§ Try it: Can you continue the text about residential treatment centers for teens, starting right after its last sentence?

§ Text block:
=== Begin Enclosure ===

Residential treatment centers may not be appropriate for teens that have only moderate problems. Teens that only need a ‘quick fix’ may not need a long-term program. A teen that is getting into mild trouble at school or has just started talking negatively may not need a residential treatment center. If problems are just beginning a family should consider local help and solutions that are not as drastic as sending the teen to a center for several months. Talking with professional counselors in your area can help you determine what kinds of treatment options are best for the teen issues and problems your family is dealing with. Some teens do very well with outpatient programs that allow them to live at home and continue to attend their regular school.

Why Residential Treatment Centers are appropriate for Behavior Modification?

Because residential treatment centers are long term and include therapy, they give the teen enough time to make lasting changes. Residential treatment centers include therapy and are able to spend the time working with the teens to delve deep into the causes of the emotional and behavioral problems the trouble teen may have and to introduce them to a new environment that will, over time, adapt their thinking and the way they process their environment to help them make better decisions in the future. Because the poor behavior was often exacerbated by environmental factors that contributed to their problems, it may be required that their previous living conditions change once they leave the residential treatment center to prevent relapse. Some residential treatment centers are available for many issues including: abuse, drug and alcohol use, behavior issues etc.

How much does a Residential Treatment Center cost?

Teen Treatment Centers are more expensive than Specialty Boarding Schools because they include therapy. The costs range between $4,000 to $11,000 a month. Some expenses for the therapy may be paid by health insurance. Check with your health insurance company before assuming they will pay for any of the costs of a residential treatment center.

It is important to note that residential treatment centers are not always drug treatment centers – you should look into drug rehab facilities if you are looking for drug treatment.

What to ask before choosing a Residential Treatment Center

Because not all treatment centers are created equal, it is important to do a lot of research and ask a lot of questions before selecting a program for your teen. The following is a general list and it is not mean to be fully inclusive but will give you an idea of the type of questions to ask and research.

=== End Enclosure ===

[Records from a data source]
=== Begin Enclosure ===

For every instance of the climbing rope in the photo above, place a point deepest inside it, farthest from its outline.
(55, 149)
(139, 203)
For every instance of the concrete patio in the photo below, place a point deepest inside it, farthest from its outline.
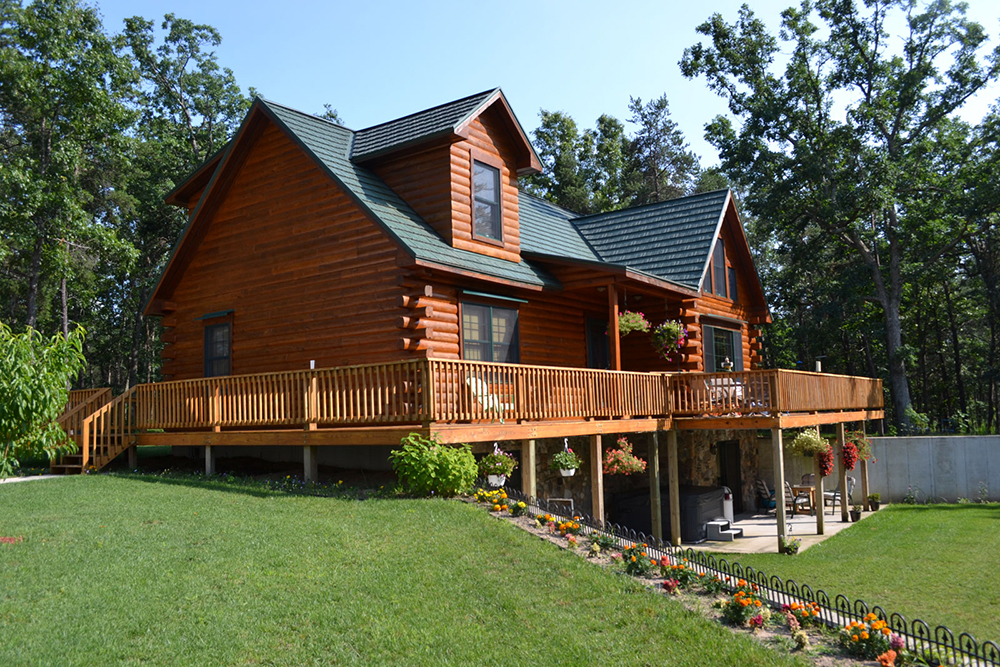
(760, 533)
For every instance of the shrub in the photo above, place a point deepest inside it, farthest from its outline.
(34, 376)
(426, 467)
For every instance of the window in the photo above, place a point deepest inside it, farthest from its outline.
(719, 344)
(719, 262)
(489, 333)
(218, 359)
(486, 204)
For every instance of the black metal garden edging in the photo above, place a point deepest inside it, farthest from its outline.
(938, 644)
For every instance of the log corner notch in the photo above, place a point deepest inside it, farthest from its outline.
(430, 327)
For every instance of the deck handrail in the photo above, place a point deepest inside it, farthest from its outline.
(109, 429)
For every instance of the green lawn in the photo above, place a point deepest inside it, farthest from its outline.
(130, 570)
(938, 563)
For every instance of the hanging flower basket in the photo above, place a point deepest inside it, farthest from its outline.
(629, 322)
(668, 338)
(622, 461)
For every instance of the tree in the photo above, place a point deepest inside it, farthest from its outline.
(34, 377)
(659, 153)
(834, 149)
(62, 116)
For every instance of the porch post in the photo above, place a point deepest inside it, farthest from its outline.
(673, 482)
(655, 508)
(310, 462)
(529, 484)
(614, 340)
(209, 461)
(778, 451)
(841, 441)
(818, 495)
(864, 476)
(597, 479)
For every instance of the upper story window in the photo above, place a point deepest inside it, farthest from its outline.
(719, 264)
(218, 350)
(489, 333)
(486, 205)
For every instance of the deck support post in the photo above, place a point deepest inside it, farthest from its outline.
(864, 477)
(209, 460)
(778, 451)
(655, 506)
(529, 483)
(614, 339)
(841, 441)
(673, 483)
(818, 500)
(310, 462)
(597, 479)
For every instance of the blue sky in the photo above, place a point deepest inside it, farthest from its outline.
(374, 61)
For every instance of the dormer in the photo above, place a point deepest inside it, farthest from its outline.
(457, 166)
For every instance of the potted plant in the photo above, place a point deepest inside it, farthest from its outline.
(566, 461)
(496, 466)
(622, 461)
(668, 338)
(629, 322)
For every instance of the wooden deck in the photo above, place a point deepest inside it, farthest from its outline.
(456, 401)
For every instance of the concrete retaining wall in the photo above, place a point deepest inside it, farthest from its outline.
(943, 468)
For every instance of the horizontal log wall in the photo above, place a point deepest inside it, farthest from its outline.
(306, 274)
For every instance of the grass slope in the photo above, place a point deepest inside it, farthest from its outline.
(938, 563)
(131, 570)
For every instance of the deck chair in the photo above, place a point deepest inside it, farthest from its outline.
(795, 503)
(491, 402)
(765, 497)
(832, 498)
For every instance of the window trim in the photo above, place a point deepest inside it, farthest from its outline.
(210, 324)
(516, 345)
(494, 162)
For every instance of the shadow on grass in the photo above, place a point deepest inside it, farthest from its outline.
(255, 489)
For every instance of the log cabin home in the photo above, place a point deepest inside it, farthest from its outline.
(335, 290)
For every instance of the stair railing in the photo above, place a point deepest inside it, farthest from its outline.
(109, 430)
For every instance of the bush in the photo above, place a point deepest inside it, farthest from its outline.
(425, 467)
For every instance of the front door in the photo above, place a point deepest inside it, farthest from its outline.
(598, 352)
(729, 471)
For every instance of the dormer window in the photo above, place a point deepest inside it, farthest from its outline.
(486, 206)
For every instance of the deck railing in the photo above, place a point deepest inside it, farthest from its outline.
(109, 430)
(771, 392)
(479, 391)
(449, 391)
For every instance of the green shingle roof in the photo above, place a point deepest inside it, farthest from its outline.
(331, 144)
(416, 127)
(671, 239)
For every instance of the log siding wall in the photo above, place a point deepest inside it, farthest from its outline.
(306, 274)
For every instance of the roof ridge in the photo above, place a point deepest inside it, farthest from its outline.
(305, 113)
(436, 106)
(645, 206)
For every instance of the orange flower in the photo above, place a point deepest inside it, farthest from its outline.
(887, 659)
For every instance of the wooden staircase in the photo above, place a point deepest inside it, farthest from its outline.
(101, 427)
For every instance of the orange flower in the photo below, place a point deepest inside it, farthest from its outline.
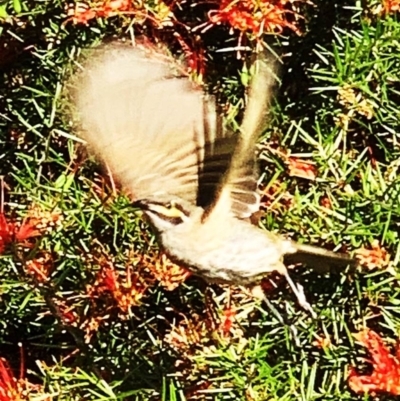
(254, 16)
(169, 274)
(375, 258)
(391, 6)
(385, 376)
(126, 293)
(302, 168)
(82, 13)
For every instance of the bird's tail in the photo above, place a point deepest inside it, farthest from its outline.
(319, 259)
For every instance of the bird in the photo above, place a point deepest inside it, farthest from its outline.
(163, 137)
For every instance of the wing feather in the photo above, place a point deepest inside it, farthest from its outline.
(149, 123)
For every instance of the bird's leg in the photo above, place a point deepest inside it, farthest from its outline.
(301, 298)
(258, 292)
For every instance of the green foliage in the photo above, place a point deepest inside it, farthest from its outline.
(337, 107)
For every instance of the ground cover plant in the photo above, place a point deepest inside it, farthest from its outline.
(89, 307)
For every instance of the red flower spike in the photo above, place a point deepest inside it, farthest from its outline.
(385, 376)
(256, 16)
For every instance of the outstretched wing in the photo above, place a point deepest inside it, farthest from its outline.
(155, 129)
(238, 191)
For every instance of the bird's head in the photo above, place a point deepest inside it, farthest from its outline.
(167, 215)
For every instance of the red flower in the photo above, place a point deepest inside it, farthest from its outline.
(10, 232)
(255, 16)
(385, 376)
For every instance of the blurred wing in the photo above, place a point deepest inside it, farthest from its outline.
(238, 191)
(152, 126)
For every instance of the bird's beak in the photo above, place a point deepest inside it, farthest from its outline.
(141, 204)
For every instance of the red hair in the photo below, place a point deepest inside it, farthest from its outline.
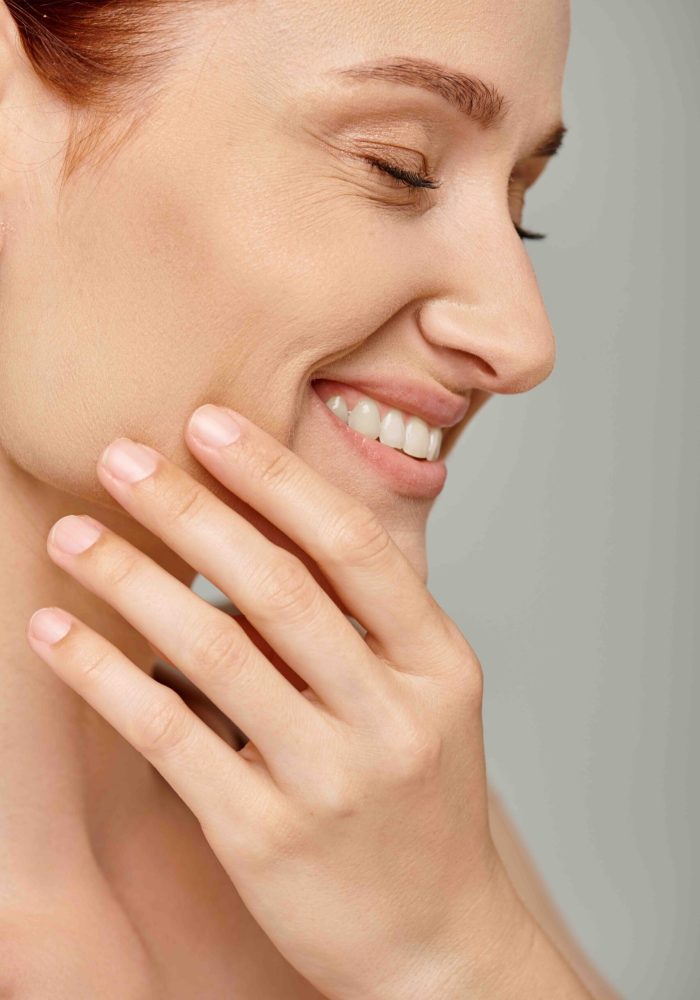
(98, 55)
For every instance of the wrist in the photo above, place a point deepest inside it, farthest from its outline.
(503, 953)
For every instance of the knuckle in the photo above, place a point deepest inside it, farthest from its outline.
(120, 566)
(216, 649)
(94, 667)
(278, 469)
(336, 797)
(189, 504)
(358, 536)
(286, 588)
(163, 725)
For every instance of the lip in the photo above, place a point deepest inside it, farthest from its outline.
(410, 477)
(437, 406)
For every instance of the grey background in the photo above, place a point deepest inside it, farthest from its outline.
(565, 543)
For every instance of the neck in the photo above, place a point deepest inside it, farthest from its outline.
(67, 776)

=== End Enclosure ===
=== Begin Enclosure ===

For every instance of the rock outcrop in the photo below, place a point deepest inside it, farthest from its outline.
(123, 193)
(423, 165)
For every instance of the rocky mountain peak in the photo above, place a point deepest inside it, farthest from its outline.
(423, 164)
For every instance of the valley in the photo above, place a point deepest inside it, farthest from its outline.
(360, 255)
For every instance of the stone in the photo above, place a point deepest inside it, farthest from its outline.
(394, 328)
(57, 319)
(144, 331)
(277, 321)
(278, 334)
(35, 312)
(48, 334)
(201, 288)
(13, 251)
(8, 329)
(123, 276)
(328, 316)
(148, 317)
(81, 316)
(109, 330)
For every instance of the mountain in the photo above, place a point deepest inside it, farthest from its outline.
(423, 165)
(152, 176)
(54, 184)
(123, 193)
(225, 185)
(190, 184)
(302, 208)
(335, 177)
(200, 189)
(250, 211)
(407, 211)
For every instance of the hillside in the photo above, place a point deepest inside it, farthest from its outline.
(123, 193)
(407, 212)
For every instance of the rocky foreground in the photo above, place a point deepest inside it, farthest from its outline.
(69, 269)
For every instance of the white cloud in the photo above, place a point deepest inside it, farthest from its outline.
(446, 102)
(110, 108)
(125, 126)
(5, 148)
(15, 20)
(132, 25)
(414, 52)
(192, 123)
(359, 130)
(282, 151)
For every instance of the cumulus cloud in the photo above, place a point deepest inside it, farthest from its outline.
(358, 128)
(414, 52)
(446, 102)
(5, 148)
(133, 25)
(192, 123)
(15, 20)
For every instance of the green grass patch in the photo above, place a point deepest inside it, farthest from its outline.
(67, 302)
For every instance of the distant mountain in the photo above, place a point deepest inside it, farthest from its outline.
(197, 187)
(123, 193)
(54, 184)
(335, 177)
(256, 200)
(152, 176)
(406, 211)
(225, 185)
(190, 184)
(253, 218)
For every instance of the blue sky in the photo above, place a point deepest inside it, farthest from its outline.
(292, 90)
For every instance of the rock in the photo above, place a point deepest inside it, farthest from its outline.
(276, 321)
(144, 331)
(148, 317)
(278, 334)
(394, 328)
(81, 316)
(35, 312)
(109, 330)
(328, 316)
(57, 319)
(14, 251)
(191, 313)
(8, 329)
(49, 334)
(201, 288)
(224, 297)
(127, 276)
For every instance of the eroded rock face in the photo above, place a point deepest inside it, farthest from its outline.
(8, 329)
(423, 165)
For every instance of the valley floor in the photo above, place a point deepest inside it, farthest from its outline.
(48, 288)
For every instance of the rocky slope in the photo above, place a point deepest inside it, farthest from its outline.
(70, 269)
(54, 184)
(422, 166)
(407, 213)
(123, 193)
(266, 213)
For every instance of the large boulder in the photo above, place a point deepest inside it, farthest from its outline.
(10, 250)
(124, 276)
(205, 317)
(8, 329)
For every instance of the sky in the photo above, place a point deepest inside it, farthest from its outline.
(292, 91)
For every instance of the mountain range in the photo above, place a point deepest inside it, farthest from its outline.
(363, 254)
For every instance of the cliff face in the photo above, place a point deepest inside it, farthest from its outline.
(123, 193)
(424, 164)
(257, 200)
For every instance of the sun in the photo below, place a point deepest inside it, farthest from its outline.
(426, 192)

=== End Enclosure ===

§ Final answer:
  • Is the center licensed by the state and what specifically is the center licensed for: metal/behavioral health, rehabilitation, education, etc.?
  • What academic curriculum is available, if any? How much priority is place on education? Do all participants participate in an educational program?
  • Does the residential treatment center have accreditation? There are several independent, non-profit organizations that provide accreditation for these programs and you can check with them to find out more about a specific centers accreditation: Joint Commission (JACHO), Council on Accreditation (COA), and Commission on Accreditation of Rehabilitation Facilities (CARF).
  • What credentials do your directors and staff have? Ask about degrees, experience, endorsements, and references.
  •  How much experience does the staff have? Have they worked at other residential treatment centers? What type of issues are they trained to deal with? Do they have CPR and other emergency training?
  • What type of pre-assessment screening is done? How familiar do you become with individuals and their problems before accepting them into the program?
  • Does each person have an individualized program and how often is the program assessed?
  • How is discipline handled? What happens in case of an emergency?
  • How often can you communicate with your teen? How is success defined/determined? Is there any kind of refund policy if the program is not completed and/or is unsuccessful?

If you have specific concerns for your teen, be sure and find out ahead of time how the center will handle the situation or issues you are wondering about. Check  with the US Government Accountability Office to see if any complaints have been filed with the center and what the outcome was.